▶ _Direction_: Write out again, unchanged, the lines of the listing below, starting at the line that contains "mountain and produce bounding box coordinates for each." and ending at the line that contains "[170,45,258,95]", with both of those lines included.

▶ _Material supplied_:
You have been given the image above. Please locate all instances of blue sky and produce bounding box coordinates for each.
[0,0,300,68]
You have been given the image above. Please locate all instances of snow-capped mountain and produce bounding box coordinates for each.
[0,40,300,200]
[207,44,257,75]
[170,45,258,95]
...
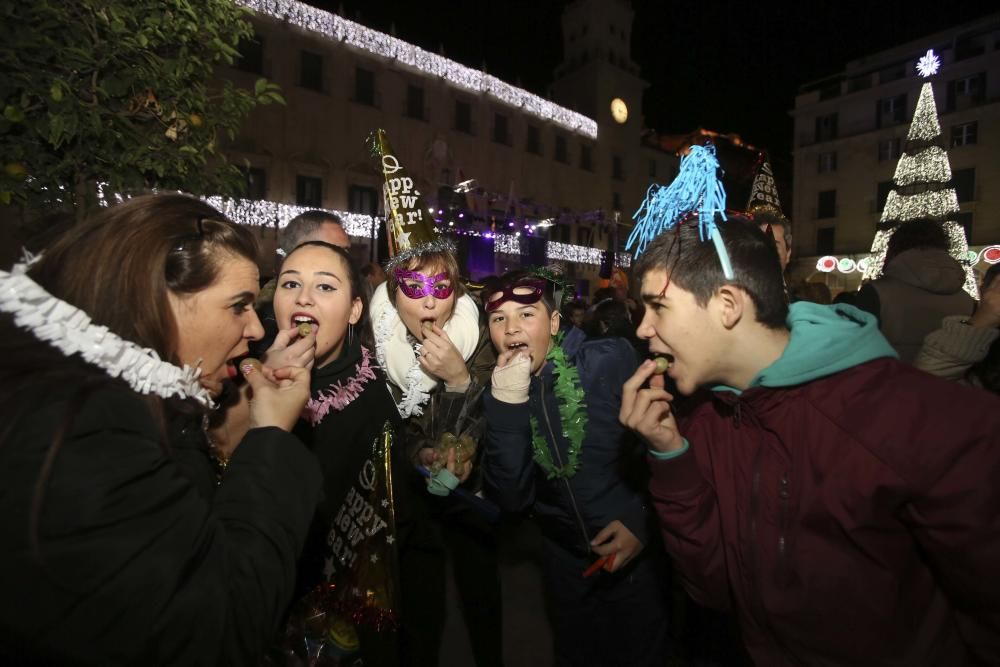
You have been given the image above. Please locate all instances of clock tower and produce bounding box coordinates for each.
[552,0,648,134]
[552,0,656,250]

▶ _Written response_:
You have been given the image above. Please locate all instances of snow-capped mountain and produce bounding box coordinates for each.
[0,40,300,200]
[207,44,257,75]
[170,45,258,95]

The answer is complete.